** START OF THE DATA **

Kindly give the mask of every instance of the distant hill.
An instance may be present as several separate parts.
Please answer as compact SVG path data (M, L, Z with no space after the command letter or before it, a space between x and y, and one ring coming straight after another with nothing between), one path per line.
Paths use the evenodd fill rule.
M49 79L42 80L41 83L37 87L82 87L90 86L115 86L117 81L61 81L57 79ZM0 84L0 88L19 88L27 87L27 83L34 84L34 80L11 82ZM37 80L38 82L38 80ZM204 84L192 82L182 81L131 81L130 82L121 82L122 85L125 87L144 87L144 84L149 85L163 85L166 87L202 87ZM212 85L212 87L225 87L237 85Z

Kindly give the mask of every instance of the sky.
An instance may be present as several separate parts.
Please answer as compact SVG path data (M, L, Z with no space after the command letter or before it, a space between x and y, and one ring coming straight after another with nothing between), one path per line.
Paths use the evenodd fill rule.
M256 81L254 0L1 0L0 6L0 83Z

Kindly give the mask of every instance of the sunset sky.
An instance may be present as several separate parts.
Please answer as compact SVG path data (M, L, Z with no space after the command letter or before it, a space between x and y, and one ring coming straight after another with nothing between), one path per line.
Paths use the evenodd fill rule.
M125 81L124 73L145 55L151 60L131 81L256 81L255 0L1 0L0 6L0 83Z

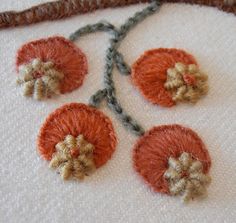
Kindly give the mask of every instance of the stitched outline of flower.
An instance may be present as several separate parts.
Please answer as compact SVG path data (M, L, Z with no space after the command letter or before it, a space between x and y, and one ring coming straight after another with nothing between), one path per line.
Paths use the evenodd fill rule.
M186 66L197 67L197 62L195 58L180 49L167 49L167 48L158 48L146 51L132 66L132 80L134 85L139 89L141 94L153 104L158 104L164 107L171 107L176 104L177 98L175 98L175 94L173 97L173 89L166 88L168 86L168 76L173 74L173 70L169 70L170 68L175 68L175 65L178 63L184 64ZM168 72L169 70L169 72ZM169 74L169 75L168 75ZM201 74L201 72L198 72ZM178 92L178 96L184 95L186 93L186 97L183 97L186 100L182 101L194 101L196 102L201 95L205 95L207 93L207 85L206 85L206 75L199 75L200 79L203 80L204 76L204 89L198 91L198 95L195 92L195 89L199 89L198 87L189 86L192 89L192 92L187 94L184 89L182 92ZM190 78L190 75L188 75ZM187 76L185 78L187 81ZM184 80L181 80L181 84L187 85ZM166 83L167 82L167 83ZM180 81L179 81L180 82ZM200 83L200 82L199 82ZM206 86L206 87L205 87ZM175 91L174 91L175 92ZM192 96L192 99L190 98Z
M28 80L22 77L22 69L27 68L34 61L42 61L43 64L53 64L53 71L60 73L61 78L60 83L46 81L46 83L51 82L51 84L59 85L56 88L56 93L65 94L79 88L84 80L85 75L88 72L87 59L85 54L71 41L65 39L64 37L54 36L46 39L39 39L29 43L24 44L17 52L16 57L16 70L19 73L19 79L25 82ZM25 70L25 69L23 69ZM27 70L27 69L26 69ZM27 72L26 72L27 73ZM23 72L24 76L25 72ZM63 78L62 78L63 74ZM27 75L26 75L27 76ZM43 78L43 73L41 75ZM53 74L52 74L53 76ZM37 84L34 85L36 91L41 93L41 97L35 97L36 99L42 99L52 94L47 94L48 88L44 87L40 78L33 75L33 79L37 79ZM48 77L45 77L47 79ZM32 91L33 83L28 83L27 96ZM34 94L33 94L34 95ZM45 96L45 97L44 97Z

** END OF THE DATA **
** START OF THE DATA **

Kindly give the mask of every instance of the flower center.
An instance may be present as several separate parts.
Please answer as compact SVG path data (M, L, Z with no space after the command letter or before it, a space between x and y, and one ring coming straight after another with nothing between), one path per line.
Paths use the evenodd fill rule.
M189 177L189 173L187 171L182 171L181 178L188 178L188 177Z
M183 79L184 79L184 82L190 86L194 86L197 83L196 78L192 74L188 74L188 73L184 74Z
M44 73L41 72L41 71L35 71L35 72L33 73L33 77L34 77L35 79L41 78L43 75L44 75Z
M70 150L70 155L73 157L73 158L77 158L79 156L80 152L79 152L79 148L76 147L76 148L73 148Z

** END OF THE DATA **

▶ **JOB**
Find every line in the material above that contains the word "Kindly" and copy each one.

▶ **PROBLEM SOLUTION**
Kindly give the mask of every instance of the distant hill.
Kindly give the mask of every instance of the sky.
Kindly give the mask of every instance of the sunset sky.
Kindly give the mask of every instance of the stitched outline of flower.
Kindly give the mask of every instance of the flower center.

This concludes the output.